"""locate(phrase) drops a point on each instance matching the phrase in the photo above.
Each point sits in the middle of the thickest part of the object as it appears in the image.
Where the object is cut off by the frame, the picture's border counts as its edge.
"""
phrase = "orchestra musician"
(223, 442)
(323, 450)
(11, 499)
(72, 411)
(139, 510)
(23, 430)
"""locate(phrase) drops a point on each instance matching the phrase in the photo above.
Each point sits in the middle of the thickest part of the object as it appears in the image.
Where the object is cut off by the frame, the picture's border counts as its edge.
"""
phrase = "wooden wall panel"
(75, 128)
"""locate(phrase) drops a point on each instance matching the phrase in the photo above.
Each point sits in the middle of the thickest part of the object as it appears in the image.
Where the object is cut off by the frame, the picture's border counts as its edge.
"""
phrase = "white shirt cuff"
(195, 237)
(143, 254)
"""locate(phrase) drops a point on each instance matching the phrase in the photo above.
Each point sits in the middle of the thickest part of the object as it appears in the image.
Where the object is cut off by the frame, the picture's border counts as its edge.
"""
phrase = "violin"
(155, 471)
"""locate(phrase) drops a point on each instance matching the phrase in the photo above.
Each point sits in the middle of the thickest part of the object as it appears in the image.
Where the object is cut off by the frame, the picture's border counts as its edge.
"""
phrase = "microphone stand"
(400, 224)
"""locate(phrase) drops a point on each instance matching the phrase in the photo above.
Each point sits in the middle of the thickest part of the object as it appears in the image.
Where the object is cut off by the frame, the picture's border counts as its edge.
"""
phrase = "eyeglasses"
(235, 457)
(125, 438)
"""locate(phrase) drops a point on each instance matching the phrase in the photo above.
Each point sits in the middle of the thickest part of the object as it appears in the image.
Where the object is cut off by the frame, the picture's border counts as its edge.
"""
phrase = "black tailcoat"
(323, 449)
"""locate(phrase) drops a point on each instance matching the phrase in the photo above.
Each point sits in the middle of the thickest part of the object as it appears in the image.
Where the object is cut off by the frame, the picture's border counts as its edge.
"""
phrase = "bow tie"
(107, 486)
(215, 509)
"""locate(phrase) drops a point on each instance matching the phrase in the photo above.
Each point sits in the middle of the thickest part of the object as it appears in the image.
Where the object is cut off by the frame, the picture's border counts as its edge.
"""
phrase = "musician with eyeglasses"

EXERCISE PROMPT
Every entry must be set down exactly, with nothing left out.

OUTPUT FOR THIS TASK
"""locate(phrase) drops a point on each instance matching the phrase in the photo above.
Each point sits in the middle of the thickest part of the object as it appears in the image.
Where the object is cut off by the frame, the picture's border counts as its edge.
"""
phrase = "orchestra musician"
(223, 442)
(323, 450)
(11, 499)
(72, 411)
(139, 510)
(23, 430)
"""locate(phrase) drops a point on each instance matching the phrase in the photo above.
Each point sits in the middle of the thickest part of the object as it appears in the image.
Where the object is cut off by the frame, the picture's border counts as its edge.
"""
phrase = "wooden wall panel"
(75, 128)
"""locate(phrase) drops a point on each instance matching the phrase in the photo above.
Each point sits in the middle of the thickest part of the object as it appears in the image.
Where the object is cut off by the frame, the picture's border counts as its edge.
"""
phrase = "white shirt cuff"
(195, 237)
(143, 254)
"""locate(phrase) drops a point on each instance matching the phrase in the photo above.
Each point sits in the middle of the thickest part of the object as it appears in the image.
Where the object is cut off by the frame, the picture's border counts as its edge.
"""
phrase = "violin"
(155, 471)
"""locate(phrase) drops a point on each instance matching the phrase in the photo above.
Each point sits in the middle of the thickest part of the object as it appears in the image.
Where the object is cut off by the frame, the picture's border counts as its edge.
"""
phrase = "microphone stand"
(400, 224)
"""locate(phrase) drops a point on each instance matching the phrase in the photo above.
Each point sits in the middle of the thickest part of the object as it appears in the image.
Where the object is cut off by the frame, the picture's border counts as its edge.
"""
phrase = "eyeglasses"
(235, 457)
(125, 438)
"""locate(phrase) drops a point on each instance matching the phrase in the photo above.
Each point sits in the middle of the thickest part of the object as it appears in the image.
Where the object is cut off by the frame, the picture's border counts as its edge.
"""
phrase = "black tailcoat"
(323, 449)
"""locate(phrase) drops a point on each instance matching the phrase in the photo above.
Each point sits in the middle of the thickest part of the object as it appears in the image.
Where the object is cut off by the frame, the picture's border counts as its edge.
"""
phrase = "bow tie"
(107, 486)
(215, 509)
"""locate(phrase) drops a point on each instance matching the phrase in the photo above.
Each point sits in the middle of the thickest part of the object as it appears in the image.
Where the object is cut off by the frame, the picture's border counts as its edge.
"""
phrase = "musician with eyeglasses"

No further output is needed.